Decide whether each statement agrees with the passage on Notion's data pipeline below. For each, answer yes or no and quote the deciding words. 1. The pipeline Notion built in 2021 used Fivetran and Snowflake. 2. In the new architecture, Apache Hudi captures data from Postgres. 3. The data lake cut ingestion time from weeks to days.

• Provided text:

○ ○ ○ ○

To address this, Notion built a new data pipeline in 2021 using Fivetran and Snowflake. While effective for initial data warehousing, this approach came with limitations. Maintaining hundreds of Fivetran connectors proved burdensome, and the data warehouse wasn’t optimized for Notion’s update-heavy workloads, leading to slow and expensive data ingestion. Additionally, the standard SQL interface of off-the-shelf data warehouses made implementing complex data transformations difficult.
To overcome these hurdles, Notion opted for a custom data lake solution. Their new architecture utilizes Debezium for data capture from Postgres, Apache Spark for data processing and transformation, AWS S3 for data storage, and Apache Hudi for managing updates in S3. This shift offers several advantages. Firstly, it significantly reduces data ingestion time from days to mere hours or minutes. Secondly, it delivers substantial cost savings, helping Notion reinvest in product development. Finally, the new data lake empowers Notion to integrate advanced features like AI into the application.

○ ○ ○ ○

• Provided material:
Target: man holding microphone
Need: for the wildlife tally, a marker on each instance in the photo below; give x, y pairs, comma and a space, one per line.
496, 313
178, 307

○ ○ ○ ○

• Answer to the exercise:
1. Yes: "Notion built a new data pipeline in 2021 using Fivetran and Snowflake"
2. No: "Debezium for data capture from Postgres"
3. No: "reduces data ingestion time from days to mere hours or minutes"